Data for analysis -
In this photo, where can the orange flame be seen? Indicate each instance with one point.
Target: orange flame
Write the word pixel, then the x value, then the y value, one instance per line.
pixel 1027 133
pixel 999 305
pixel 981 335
* * *
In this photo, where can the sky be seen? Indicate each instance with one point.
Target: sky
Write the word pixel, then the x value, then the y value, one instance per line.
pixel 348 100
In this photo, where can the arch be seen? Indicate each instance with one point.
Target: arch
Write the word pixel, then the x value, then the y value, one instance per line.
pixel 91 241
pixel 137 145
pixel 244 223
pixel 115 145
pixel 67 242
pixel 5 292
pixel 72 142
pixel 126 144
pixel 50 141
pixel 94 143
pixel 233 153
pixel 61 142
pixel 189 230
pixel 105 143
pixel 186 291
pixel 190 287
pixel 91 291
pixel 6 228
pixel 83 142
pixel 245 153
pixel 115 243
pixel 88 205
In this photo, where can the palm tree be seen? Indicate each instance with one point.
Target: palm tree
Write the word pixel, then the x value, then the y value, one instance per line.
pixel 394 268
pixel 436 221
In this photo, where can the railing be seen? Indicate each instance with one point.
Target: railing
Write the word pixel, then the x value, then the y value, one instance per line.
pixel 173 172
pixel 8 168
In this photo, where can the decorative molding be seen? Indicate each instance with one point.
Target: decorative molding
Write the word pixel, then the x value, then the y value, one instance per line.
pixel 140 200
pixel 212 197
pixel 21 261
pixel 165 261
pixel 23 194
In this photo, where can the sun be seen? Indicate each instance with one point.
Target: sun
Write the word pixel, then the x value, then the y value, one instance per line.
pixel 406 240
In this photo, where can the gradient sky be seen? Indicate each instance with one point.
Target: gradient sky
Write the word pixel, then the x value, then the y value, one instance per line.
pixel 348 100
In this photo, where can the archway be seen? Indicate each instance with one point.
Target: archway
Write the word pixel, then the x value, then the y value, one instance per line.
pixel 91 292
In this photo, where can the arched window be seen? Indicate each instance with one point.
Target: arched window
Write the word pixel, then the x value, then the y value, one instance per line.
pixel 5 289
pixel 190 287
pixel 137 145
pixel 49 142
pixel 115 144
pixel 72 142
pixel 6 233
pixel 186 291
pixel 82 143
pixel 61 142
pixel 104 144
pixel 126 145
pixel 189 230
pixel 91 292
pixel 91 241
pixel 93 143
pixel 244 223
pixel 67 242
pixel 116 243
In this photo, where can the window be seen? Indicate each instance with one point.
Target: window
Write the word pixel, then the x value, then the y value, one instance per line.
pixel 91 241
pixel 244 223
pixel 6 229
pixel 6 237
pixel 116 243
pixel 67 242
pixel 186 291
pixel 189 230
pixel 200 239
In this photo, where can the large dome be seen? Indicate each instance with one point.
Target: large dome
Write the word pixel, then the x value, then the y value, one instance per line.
* * *
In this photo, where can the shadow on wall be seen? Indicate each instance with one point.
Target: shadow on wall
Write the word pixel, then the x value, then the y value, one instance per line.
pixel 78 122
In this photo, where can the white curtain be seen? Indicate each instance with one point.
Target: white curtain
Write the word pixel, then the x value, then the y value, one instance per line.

Work item - Provide the count of lines above containing "gradient", without any added words.

Exercise solution - 2